Word for word, restate the records that come after this.

Dataset records:
---+---
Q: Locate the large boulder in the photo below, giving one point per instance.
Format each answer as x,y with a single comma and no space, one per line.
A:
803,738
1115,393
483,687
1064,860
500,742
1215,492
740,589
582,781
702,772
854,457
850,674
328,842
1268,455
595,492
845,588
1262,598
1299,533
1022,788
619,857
---+---
• [EXPECTED OUTPUT]:
Q: Locate the large boulder in the photo below, giving one point per instance.
Format each answer as x,y with a single comma and no space, one per line.
A:
803,738
1115,393
483,687
1064,860
500,742
1215,492
740,589
582,781
702,772
854,457
850,674
328,842
1268,455
595,492
845,588
1262,598
1299,533
1022,788
619,857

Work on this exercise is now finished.